= Given task =
Pull out every line in the records below that contains the word "pole", and copy each such line in full.

= Excerpted data =
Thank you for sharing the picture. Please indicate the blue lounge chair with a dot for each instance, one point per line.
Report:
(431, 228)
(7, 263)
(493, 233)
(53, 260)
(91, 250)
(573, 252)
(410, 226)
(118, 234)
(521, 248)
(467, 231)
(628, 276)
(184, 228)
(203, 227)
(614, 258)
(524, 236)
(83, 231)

* * *

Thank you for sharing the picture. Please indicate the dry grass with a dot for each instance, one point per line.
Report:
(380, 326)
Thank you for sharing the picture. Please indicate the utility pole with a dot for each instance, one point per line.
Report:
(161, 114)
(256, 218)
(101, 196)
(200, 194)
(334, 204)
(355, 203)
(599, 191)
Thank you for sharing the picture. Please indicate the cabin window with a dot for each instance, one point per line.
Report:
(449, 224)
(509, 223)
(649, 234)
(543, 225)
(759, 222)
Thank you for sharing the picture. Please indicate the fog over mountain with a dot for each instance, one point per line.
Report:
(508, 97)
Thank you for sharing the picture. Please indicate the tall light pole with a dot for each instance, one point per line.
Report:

= Response to the exercise =
Thank you for sharing the picture. Please indicate the utility pole with a dot for each instance, one point per line.
Thank you for sharing the picture. Please indicate the tall light pole with a dot for each instance, one point per line.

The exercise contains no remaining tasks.